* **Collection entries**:
****************************************
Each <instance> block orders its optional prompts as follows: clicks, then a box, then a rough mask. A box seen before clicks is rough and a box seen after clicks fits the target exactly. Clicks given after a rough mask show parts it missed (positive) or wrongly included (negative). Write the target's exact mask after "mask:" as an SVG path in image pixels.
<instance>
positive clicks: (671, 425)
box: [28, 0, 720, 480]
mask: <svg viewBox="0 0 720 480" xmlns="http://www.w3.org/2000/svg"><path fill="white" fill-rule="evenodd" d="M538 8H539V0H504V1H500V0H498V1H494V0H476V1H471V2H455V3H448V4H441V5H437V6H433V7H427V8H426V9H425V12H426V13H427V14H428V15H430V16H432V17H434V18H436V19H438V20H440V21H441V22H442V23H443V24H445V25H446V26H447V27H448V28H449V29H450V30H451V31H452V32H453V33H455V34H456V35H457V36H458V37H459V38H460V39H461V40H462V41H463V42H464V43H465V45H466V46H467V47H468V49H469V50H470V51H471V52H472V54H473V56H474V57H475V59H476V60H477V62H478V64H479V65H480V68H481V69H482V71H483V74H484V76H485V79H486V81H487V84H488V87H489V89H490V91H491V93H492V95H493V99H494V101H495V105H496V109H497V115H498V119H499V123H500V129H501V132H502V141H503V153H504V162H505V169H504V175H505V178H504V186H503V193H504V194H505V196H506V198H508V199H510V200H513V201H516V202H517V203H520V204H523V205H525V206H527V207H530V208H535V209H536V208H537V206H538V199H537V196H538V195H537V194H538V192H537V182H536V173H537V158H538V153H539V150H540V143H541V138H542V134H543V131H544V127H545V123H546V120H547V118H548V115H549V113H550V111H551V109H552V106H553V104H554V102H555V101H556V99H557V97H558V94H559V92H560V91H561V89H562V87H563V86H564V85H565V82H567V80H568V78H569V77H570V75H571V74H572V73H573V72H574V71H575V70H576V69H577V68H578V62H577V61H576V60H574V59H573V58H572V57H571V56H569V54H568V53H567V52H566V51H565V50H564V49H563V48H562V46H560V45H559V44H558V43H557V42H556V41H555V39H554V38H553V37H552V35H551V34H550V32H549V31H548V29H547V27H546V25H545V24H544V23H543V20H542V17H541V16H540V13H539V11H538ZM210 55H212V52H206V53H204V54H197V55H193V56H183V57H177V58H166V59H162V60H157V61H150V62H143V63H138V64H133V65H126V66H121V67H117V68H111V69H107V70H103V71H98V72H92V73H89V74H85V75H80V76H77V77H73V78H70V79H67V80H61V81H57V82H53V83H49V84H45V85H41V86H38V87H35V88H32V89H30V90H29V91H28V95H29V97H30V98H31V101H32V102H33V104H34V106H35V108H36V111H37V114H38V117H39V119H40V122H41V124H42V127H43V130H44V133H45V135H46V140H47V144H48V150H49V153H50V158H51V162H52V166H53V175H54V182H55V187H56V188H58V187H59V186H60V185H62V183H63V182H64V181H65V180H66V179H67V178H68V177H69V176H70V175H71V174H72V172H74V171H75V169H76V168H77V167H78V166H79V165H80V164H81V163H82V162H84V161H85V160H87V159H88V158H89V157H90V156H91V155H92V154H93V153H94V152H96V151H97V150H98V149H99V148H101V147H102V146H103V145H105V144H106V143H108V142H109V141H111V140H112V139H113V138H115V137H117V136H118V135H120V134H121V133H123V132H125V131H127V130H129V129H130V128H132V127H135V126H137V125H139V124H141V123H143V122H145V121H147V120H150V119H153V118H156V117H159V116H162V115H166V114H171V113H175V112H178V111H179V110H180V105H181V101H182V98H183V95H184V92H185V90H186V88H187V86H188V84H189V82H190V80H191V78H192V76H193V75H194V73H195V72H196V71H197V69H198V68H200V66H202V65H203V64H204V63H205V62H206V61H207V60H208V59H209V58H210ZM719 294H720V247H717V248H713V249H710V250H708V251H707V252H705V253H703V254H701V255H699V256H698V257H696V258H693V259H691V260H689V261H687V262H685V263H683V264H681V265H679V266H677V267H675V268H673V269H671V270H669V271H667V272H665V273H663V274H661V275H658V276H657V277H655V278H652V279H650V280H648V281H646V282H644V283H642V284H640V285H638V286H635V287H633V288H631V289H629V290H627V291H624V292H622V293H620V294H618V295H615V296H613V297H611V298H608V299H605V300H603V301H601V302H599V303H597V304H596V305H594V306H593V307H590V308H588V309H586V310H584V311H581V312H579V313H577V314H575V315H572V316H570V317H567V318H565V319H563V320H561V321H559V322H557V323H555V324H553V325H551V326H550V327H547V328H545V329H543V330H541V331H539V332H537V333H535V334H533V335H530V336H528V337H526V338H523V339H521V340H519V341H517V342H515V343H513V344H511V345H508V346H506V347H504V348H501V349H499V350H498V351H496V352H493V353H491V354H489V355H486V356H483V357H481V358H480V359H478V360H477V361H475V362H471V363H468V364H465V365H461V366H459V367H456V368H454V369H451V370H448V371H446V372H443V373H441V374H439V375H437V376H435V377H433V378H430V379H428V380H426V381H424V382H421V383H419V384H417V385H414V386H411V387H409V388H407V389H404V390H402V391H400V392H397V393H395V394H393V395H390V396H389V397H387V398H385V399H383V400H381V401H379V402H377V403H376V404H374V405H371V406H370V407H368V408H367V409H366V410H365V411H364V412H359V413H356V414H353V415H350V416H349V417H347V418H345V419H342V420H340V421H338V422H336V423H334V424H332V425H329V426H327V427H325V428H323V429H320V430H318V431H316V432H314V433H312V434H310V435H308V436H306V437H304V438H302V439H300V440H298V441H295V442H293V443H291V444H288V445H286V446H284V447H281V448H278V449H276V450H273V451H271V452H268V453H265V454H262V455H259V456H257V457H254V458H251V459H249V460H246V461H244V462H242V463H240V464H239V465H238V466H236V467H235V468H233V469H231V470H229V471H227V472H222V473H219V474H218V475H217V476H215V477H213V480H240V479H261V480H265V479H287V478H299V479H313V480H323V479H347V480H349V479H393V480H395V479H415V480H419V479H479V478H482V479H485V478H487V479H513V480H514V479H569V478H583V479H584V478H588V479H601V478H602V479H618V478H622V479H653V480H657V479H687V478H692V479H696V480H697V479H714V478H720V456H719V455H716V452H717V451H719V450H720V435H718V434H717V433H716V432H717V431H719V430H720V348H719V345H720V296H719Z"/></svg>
****************************************
* **Prompt**:
Word for word, output the lines of the data from its first line through the line where "positive clicks: (671, 425)" appears, and stop there.

* **Exercise output**:
Each <instance> block orders its optional prompts as follows: clicks, then a box, then a rough mask. A box seen before clicks is rough and a box seen after clicks fits the target exactly. Clicks given after a rough mask show parts it missed (positive) or wrongly included (negative). Write the target's exact mask after "mask:" as an SVG path in image pixels.
<instance>
positive clicks: (671, 425)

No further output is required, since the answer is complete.